(Collected data)
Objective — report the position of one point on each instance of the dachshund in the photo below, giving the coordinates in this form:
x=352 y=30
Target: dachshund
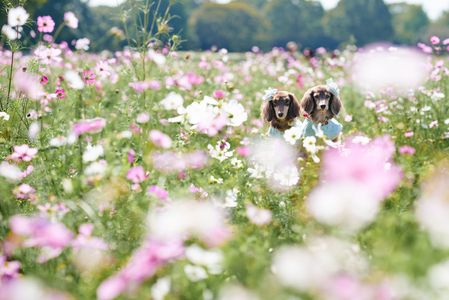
x=320 y=104
x=280 y=110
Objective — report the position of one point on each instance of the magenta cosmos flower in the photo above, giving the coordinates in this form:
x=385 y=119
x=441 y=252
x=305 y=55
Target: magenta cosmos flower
x=142 y=265
x=89 y=77
x=136 y=174
x=23 y=153
x=45 y=24
x=160 y=139
x=158 y=192
x=368 y=164
x=89 y=126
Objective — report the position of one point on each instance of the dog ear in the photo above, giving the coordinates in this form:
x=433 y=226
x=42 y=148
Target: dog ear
x=267 y=111
x=308 y=103
x=335 y=105
x=293 y=109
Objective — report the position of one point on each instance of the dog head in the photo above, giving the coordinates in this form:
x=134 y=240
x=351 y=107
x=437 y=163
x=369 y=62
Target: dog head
x=321 y=99
x=283 y=106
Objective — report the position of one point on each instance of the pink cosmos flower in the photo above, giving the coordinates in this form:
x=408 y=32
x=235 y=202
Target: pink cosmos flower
x=169 y=162
x=131 y=156
x=408 y=134
x=23 y=153
x=60 y=93
x=258 y=216
x=71 y=20
x=9 y=270
x=136 y=174
x=435 y=40
x=89 y=126
x=145 y=261
x=44 y=80
x=28 y=84
x=143 y=118
x=158 y=192
x=407 y=150
x=89 y=77
x=369 y=165
x=160 y=139
x=25 y=192
x=40 y=232
x=242 y=151
x=45 y=24
x=86 y=240
x=219 y=94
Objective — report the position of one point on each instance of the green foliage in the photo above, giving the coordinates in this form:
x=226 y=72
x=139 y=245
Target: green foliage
x=298 y=21
x=365 y=20
x=410 y=22
x=234 y=26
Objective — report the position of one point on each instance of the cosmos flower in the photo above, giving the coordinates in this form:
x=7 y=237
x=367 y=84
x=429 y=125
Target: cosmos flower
x=23 y=153
x=70 y=20
x=89 y=126
x=45 y=24
x=17 y=16
x=160 y=139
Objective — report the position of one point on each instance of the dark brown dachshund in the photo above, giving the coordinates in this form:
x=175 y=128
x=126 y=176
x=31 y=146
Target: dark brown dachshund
x=281 y=110
x=320 y=104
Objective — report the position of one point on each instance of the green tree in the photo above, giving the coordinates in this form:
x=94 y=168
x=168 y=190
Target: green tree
x=440 y=27
x=234 y=26
x=298 y=21
x=364 y=21
x=410 y=22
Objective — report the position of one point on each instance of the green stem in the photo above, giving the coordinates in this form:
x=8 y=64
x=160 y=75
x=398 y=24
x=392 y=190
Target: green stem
x=58 y=31
x=10 y=80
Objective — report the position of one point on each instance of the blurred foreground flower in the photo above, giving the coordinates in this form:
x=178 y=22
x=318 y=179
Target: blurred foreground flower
x=355 y=180
x=432 y=208
x=379 y=68
x=275 y=160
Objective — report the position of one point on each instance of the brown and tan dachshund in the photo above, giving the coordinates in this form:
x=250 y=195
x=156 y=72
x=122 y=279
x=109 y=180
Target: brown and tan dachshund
x=281 y=110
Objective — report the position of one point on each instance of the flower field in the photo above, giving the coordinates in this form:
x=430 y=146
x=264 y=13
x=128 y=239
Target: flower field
x=150 y=175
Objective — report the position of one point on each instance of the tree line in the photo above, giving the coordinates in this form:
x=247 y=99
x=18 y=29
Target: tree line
x=240 y=25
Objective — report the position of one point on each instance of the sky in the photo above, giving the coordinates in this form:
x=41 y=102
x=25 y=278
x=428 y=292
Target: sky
x=434 y=8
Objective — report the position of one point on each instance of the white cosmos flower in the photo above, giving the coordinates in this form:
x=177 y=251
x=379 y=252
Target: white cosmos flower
x=161 y=288
x=195 y=273
x=204 y=220
x=221 y=151
x=432 y=208
x=158 y=58
x=211 y=259
x=11 y=33
x=97 y=168
x=10 y=172
x=58 y=141
x=311 y=266
x=293 y=134
x=71 y=20
x=17 y=16
x=344 y=204
x=438 y=277
x=74 y=80
x=258 y=216
x=93 y=153
x=172 y=101
x=231 y=198
x=286 y=177
x=200 y=112
x=4 y=116
x=309 y=144
x=82 y=44
x=235 y=112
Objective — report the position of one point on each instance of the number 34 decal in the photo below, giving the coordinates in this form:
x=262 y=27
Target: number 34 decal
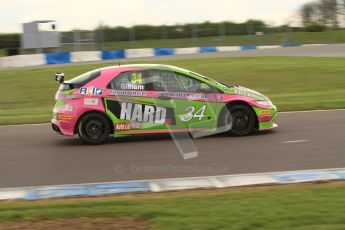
x=190 y=113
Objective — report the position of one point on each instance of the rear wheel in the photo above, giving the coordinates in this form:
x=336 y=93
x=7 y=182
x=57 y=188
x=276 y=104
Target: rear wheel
x=93 y=128
x=243 y=119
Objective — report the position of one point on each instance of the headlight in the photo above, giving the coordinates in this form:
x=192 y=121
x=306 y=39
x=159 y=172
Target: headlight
x=264 y=103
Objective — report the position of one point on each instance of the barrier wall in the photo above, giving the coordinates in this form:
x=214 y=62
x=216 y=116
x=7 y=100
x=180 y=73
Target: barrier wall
x=87 y=56
x=159 y=185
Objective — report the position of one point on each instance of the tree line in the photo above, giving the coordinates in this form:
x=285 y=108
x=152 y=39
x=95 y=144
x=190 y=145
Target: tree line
x=323 y=13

**Work order**
The answer must consist of every line from the data that contains the word "below".

**Exercise response**
Objective — report the position of one point on each instance of the dachshund in the photo below, giving the coordinates in this form:
Objective — report the position of one point on each instance of the number 34 decal in the photo below, giving the coordinates in this form:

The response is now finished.